## Directive A
Count the lines of the listing that contain the word "landing", and reply with only that number.

** START Supplied text **

We all know the old adadge that selling to new customers costs a lot more than selling to existing ones, so perhaps we should just stop chasing new ones – in these austere times that might make sense.
However, as I’ve mentioned here before (Customer Acquisition vs Customer Retention), it does seem that going after these expensive new customers is much more attractive than some boring direct marketing to exisiting ones. However, this blog is not about urging you to spend more time on your existing customer marketing (I’ll leave that for another day – as Chad Bauman says, “Want to get into trouble? Concentrate on new audiences” – so we’ll come back to that), but about how you should approach your new customer acquisition.
Just marketing to exisiting customers is a non starter – old customers go away or die and if you didn’t replenish the existing customer pot, you will soon run out of people to sell to. Remember, your existing customers were new customers once.

** END Supplied text **
** START Given records **

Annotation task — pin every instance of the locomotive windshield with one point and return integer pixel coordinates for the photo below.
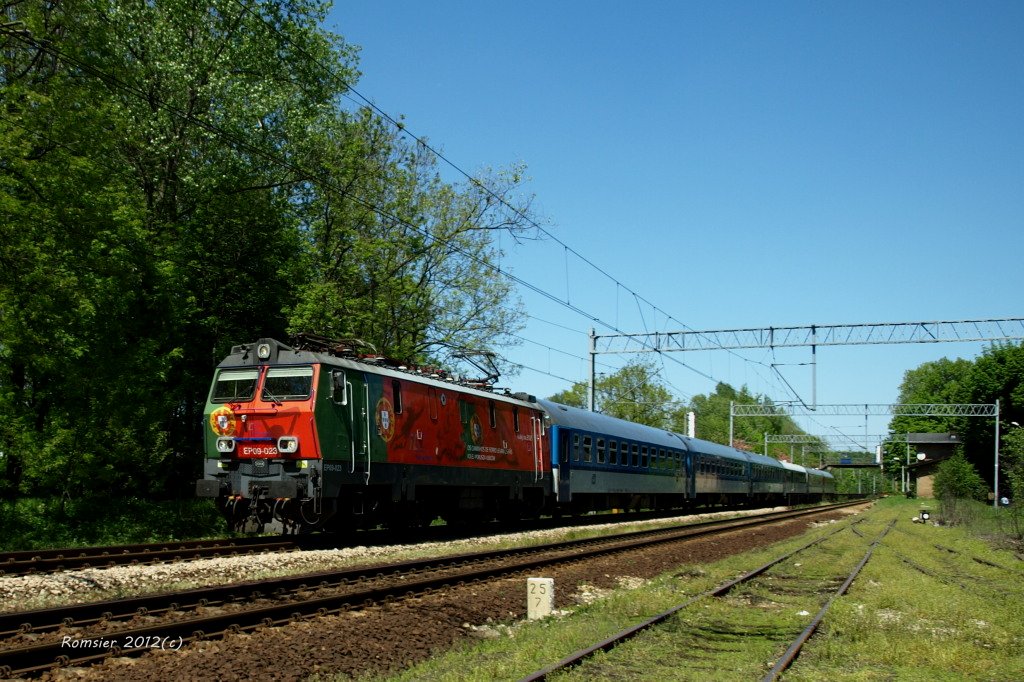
(288, 383)
(235, 386)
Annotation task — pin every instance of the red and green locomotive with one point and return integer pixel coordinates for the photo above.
(318, 436)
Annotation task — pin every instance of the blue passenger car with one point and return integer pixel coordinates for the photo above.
(601, 462)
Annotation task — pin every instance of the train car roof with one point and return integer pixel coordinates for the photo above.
(280, 353)
(584, 420)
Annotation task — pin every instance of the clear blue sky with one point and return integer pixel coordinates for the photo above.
(737, 164)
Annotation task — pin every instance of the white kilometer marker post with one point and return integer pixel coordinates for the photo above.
(540, 597)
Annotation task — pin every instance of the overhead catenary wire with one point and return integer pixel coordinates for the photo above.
(305, 172)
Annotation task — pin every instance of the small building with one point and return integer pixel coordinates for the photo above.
(936, 448)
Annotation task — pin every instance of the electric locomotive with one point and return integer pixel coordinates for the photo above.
(318, 436)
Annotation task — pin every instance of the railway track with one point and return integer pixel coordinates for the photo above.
(696, 634)
(44, 561)
(53, 560)
(35, 641)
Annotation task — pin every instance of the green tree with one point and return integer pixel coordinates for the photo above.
(176, 177)
(995, 375)
(633, 393)
(713, 421)
(145, 225)
(957, 483)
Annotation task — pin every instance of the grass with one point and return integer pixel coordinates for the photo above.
(919, 611)
(41, 523)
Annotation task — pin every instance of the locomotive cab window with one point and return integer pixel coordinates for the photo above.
(432, 402)
(396, 395)
(235, 386)
(288, 383)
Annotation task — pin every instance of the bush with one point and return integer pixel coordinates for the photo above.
(41, 523)
(957, 482)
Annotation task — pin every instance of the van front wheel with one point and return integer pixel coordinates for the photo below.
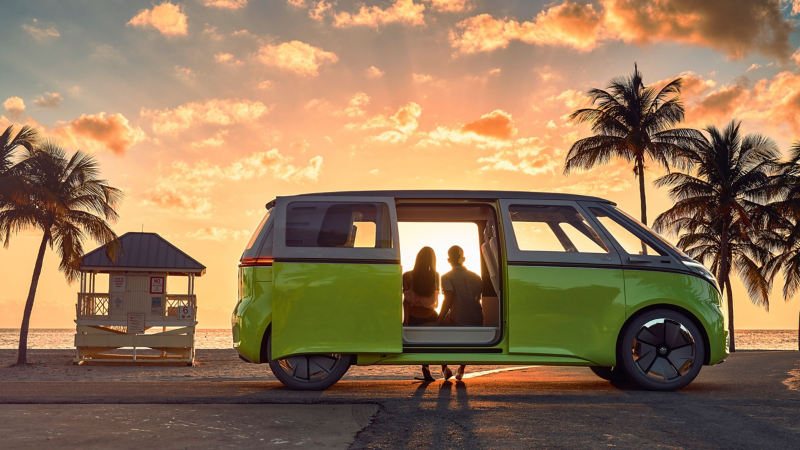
(662, 350)
(309, 372)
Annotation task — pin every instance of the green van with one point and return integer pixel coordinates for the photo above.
(567, 280)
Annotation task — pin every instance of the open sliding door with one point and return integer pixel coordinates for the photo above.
(566, 289)
(336, 276)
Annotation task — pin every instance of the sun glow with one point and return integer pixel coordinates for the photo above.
(440, 236)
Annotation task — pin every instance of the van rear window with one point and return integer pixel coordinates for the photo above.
(332, 224)
(553, 229)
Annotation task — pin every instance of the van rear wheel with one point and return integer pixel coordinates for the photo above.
(662, 350)
(309, 372)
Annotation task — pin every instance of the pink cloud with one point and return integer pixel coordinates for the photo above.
(167, 18)
(297, 57)
(402, 11)
(227, 58)
(571, 24)
(497, 124)
(216, 112)
(756, 25)
(99, 132)
(451, 5)
(374, 72)
(48, 100)
(225, 4)
(14, 106)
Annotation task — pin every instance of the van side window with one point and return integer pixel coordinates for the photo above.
(332, 224)
(260, 243)
(629, 241)
(553, 229)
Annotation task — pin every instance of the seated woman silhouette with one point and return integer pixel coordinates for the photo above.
(421, 295)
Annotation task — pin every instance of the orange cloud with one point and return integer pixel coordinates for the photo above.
(41, 34)
(227, 58)
(167, 18)
(319, 10)
(215, 141)
(374, 72)
(402, 11)
(596, 182)
(773, 102)
(571, 24)
(184, 73)
(98, 132)
(216, 112)
(572, 99)
(218, 234)
(14, 106)
(225, 4)
(529, 161)
(756, 25)
(451, 5)
(295, 56)
(354, 106)
(497, 124)
(48, 100)
(179, 187)
(167, 198)
(401, 125)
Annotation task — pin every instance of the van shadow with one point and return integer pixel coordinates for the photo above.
(441, 416)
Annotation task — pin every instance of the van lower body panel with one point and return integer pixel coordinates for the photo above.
(336, 308)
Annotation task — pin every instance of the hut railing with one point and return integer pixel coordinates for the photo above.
(175, 301)
(92, 304)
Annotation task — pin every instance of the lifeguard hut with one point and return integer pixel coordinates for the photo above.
(135, 310)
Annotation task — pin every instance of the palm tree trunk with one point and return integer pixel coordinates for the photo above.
(724, 277)
(22, 355)
(642, 199)
(729, 291)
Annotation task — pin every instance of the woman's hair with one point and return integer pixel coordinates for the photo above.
(424, 273)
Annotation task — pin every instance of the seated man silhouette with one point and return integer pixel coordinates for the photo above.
(462, 300)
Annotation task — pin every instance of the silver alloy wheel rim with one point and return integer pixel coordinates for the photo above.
(664, 350)
(310, 368)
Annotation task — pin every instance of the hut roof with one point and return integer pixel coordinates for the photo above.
(143, 252)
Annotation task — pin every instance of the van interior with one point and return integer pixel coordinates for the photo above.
(483, 216)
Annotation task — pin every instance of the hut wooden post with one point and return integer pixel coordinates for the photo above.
(137, 301)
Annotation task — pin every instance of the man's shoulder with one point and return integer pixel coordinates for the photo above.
(461, 273)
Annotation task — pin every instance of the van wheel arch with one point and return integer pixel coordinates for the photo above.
(263, 357)
(685, 312)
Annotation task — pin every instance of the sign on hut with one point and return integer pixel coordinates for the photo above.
(136, 311)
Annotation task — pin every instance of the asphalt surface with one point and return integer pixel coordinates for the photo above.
(750, 401)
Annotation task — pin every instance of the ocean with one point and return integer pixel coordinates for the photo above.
(63, 338)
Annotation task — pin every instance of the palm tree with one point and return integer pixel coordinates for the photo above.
(12, 182)
(633, 122)
(784, 227)
(719, 207)
(68, 203)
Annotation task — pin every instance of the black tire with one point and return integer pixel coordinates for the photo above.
(613, 374)
(662, 350)
(316, 372)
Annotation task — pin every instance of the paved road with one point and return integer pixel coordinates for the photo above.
(751, 401)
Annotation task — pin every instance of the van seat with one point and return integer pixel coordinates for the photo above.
(491, 311)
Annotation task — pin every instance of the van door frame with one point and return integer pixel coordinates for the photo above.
(374, 327)
(528, 342)
(488, 347)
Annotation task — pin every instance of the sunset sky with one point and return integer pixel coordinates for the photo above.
(204, 110)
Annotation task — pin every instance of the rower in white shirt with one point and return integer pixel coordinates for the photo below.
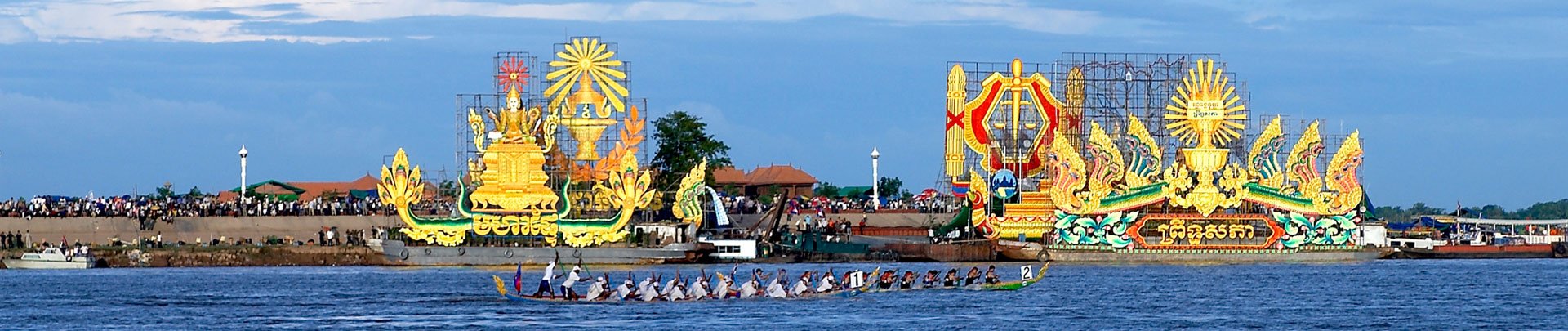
(751, 288)
(596, 289)
(671, 286)
(698, 289)
(802, 286)
(828, 283)
(571, 280)
(545, 283)
(775, 289)
(676, 291)
(725, 286)
(649, 289)
(626, 289)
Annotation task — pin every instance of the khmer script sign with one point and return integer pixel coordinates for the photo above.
(1205, 233)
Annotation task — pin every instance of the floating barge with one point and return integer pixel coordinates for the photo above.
(395, 252)
(1489, 239)
(1169, 173)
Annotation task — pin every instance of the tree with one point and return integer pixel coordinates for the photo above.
(684, 141)
(889, 187)
(826, 189)
(167, 190)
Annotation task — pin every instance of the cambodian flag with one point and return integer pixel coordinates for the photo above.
(516, 280)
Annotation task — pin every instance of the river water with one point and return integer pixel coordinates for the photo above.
(1370, 295)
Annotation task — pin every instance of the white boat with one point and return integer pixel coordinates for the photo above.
(51, 257)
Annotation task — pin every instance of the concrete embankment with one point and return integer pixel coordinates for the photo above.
(237, 256)
(88, 230)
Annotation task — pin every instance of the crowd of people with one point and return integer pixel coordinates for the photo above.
(145, 208)
(922, 204)
(722, 286)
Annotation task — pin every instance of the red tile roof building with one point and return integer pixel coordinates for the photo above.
(789, 179)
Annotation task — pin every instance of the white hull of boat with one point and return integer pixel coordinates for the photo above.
(46, 264)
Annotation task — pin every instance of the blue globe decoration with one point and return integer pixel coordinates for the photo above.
(1004, 184)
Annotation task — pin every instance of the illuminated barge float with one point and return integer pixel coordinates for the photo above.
(533, 192)
(1147, 159)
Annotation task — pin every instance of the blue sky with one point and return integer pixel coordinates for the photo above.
(1455, 101)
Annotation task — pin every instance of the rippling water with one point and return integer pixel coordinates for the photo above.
(1377, 295)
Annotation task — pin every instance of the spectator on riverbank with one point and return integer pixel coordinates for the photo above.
(149, 209)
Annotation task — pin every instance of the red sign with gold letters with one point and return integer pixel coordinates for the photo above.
(1191, 231)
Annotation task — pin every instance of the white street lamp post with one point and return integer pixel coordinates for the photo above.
(242, 177)
(875, 179)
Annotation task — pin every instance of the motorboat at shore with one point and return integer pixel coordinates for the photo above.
(1484, 239)
(51, 257)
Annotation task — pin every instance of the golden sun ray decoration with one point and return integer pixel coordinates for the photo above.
(1208, 114)
(1206, 110)
(587, 88)
(588, 65)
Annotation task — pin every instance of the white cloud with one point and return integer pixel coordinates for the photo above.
(234, 20)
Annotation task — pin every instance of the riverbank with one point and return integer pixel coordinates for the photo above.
(235, 256)
(190, 230)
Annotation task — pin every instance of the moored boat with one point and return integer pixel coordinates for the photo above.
(1027, 275)
(501, 288)
(51, 257)
(397, 252)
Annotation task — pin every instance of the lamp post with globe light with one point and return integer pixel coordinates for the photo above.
(875, 179)
(243, 153)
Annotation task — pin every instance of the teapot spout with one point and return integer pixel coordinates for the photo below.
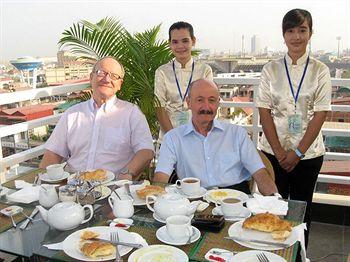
(43, 213)
(193, 207)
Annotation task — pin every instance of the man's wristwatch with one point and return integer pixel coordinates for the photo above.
(126, 171)
(299, 154)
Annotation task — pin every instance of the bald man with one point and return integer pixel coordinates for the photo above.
(104, 132)
(218, 153)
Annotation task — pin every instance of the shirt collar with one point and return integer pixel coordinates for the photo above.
(105, 106)
(189, 128)
(300, 61)
(187, 65)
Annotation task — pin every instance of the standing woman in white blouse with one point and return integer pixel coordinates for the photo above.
(173, 79)
(293, 99)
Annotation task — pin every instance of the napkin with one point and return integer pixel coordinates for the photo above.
(26, 195)
(272, 204)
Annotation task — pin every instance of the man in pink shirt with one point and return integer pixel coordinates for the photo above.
(103, 132)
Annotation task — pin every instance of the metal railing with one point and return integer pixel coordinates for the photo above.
(255, 128)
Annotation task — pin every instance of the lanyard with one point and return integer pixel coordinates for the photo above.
(177, 82)
(295, 96)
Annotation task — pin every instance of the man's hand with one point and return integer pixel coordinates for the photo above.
(290, 161)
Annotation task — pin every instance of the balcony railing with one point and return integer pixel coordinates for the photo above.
(255, 128)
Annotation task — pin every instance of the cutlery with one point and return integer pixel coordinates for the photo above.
(259, 241)
(262, 257)
(29, 219)
(133, 245)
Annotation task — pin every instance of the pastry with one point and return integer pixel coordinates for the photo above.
(149, 190)
(97, 249)
(267, 222)
(87, 234)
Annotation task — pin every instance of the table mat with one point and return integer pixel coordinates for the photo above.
(5, 222)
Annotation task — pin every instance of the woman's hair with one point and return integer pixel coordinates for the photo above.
(296, 17)
(181, 25)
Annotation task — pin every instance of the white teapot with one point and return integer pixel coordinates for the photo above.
(171, 204)
(65, 215)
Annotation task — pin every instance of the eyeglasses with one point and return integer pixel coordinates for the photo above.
(102, 73)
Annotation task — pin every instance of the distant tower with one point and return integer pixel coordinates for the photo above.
(338, 39)
(28, 67)
(255, 45)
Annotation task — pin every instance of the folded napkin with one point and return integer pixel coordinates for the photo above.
(272, 204)
(26, 195)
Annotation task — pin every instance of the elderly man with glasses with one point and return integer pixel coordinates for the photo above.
(103, 132)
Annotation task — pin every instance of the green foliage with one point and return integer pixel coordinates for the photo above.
(140, 53)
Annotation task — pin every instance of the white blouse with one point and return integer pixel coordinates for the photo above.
(315, 95)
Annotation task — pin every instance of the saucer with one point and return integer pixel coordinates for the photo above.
(173, 189)
(156, 217)
(44, 177)
(163, 236)
(242, 215)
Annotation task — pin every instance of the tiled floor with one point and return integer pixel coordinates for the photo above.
(326, 239)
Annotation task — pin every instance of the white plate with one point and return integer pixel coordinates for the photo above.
(44, 177)
(236, 230)
(159, 253)
(163, 236)
(156, 217)
(71, 245)
(137, 201)
(105, 191)
(174, 189)
(251, 256)
(211, 196)
(243, 215)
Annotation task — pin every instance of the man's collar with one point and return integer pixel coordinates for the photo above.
(187, 65)
(105, 106)
(300, 61)
(189, 128)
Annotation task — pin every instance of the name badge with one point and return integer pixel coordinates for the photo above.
(182, 118)
(294, 124)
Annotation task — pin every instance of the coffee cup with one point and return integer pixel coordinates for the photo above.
(55, 171)
(123, 207)
(179, 227)
(189, 185)
(231, 206)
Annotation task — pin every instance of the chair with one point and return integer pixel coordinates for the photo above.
(252, 185)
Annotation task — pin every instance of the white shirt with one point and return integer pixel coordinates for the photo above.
(315, 95)
(166, 88)
(107, 137)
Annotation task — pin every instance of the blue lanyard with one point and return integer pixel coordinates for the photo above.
(177, 82)
(295, 96)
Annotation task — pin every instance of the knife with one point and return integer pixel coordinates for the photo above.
(259, 241)
(26, 222)
(134, 245)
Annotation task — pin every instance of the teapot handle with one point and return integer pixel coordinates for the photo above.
(91, 213)
(152, 197)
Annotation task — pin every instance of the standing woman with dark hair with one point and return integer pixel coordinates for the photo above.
(173, 79)
(293, 99)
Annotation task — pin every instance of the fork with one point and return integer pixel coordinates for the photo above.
(115, 238)
(262, 257)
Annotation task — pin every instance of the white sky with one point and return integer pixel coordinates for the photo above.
(33, 27)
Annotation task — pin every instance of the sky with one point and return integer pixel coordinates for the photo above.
(33, 27)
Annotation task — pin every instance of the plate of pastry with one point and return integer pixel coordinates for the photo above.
(83, 244)
(263, 227)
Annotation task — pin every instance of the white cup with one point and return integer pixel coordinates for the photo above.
(189, 185)
(179, 227)
(231, 206)
(122, 208)
(55, 171)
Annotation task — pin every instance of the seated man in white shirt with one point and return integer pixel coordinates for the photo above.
(103, 132)
(218, 153)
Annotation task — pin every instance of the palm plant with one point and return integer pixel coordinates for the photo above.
(140, 53)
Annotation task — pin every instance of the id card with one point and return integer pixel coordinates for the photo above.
(294, 124)
(182, 118)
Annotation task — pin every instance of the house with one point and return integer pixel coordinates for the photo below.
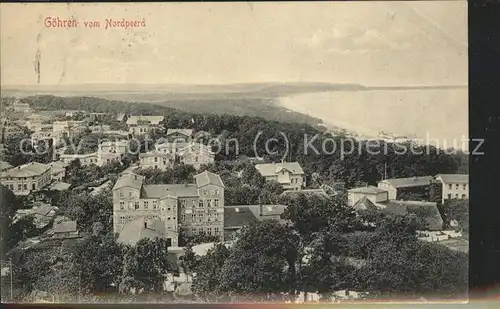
(110, 151)
(156, 159)
(141, 125)
(179, 135)
(65, 229)
(454, 186)
(58, 170)
(289, 174)
(143, 228)
(198, 207)
(24, 179)
(413, 184)
(85, 159)
(374, 194)
(196, 154)
(236, 217)
(4, 166)
(121, 117)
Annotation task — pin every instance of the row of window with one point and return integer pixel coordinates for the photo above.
(136, 205)
(457, 186)
(215, 231)
(456, 196)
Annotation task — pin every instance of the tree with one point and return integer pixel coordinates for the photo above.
(261, 262)
(145, 266)
(206, 283)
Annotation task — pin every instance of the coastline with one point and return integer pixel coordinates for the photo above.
(364, 116)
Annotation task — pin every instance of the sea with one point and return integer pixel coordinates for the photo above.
(436, 117)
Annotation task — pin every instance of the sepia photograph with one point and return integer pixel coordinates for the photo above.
(245, 152)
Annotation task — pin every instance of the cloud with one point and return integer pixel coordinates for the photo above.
(347, 38)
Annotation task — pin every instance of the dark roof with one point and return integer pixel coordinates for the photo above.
(177, 190)
(427, 209)
(65, 226)
(453, 178)
(367, 190)
(238, 217)
(363, 204)
(208, 178)
(409, 182)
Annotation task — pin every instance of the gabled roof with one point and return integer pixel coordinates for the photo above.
(364, 204)
(453, 178)
(27, 170)
(433, 217)
(409, 182)
(185, 132)
(271, 169)
(60, 186)
(135, 230)
(152, 119)
(155, 153)
(166, 190)
(65, 227)
(4, 165)
(367, 190)
(208, 178)
(238, 216)
(129, 180)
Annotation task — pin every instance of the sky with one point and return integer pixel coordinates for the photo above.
(371, 43)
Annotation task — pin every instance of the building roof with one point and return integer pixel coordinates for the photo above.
(186, 132)
(409, 182)
(155, 153)
(60, 186)
(364, 204)
(271, 169)
(367, 190)
(208, 178)
(307, 191)
(430, 211)
(453, 178)
(129, 180)
(65, 227)
(165, 190)
(4, 165)
(268, 211)
(136, 230)
(152, 119)
(238, 217)
(27, 170)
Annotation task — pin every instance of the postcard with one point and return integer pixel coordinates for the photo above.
(245, 152)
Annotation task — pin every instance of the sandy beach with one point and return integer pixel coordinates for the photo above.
(434, 116)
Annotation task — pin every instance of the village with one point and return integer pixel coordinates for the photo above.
(145, 209)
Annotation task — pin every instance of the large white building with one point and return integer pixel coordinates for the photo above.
(197, 207)
(27, 178)
(289, 174)
(142, 125)
(454, 186)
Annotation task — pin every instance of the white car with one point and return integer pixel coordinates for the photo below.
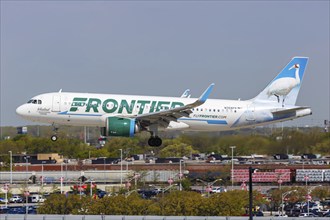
(281, 215)
(218, 190)
(307, 215)
(16, 199)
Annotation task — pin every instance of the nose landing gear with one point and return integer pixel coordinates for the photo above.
(155, 141)
(54, 136)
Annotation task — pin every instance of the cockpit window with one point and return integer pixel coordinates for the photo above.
(35, 101)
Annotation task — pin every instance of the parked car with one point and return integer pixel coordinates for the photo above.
(218, 190)
(100, 193)
(35, 198)
(16, 199)
(307, 215)
(281, 215)
(2, 200)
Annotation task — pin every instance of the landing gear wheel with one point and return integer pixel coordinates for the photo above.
(54, 138)
(155, 141)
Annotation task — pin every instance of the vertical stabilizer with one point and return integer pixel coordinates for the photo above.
(284, 88)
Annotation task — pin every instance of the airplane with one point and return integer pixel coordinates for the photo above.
(126, 115)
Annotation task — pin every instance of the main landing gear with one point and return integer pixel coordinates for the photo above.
(155, 141)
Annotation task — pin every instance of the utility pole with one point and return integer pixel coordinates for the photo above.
(232, 167)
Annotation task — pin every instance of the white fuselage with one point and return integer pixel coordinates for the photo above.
(87, 109)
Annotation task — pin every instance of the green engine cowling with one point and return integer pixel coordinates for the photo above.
(120, 127)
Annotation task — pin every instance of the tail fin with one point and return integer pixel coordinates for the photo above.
(284, 88)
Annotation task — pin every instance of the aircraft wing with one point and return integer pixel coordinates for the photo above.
(186, 94)
(164, 117)
(288, 110)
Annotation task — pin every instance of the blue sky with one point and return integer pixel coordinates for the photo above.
(161, 48)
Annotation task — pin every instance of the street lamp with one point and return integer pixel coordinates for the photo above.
(232, 166)
(11, 166)
(121, 167)
(283, 197)
(251, 170)
(307, 196)
(61, 177)
(42, 173)
(180, 175)
(27, 169)
(104, 170)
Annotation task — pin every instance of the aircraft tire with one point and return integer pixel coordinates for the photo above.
(154, 141)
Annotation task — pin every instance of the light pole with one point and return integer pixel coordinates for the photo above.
(251, 171)
(283, 197)
(11, 166)
(232, 167)
(121, 167)
(180, 175)
(104, 170)
(307, 196)
(27, 169)
(61, 177)
(42, 174)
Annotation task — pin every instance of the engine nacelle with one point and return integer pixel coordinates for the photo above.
(120, 127)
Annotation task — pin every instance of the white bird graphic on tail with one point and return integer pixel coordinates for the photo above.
(283, 86)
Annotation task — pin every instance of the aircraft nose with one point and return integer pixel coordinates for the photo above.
(20, 110)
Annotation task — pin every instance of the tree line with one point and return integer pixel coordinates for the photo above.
(290, 141)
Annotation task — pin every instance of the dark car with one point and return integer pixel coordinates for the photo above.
(259, 213)
(148, 193)
(101, 193)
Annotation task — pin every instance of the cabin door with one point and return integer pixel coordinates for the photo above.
(56, 103)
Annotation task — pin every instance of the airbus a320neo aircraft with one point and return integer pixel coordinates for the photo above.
(125, 115)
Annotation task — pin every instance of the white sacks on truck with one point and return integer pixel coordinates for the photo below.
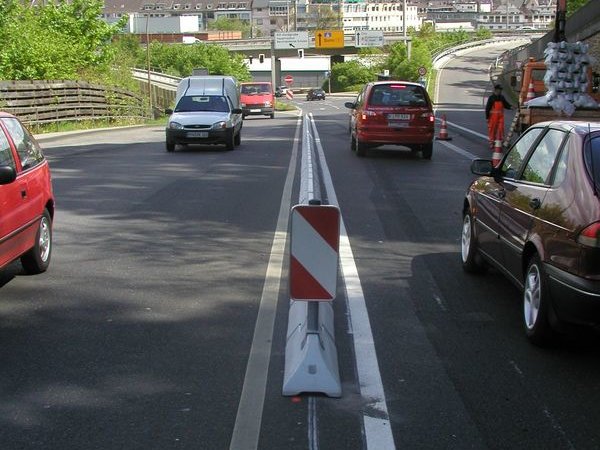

** END Given records **

## Directive B
Reproduce everything in the customer acquisition text above from "Just marketing to" down to "new customers once.", keeping every word as it stands.

## Right answer A
3

## Right answer B
Just marketing to exisiting customers is a non starter – old customers go away or die and if you didn’t replenish the existing customer pot, you will soon run out of people to sell to. Remember, your existing customers were new customers once.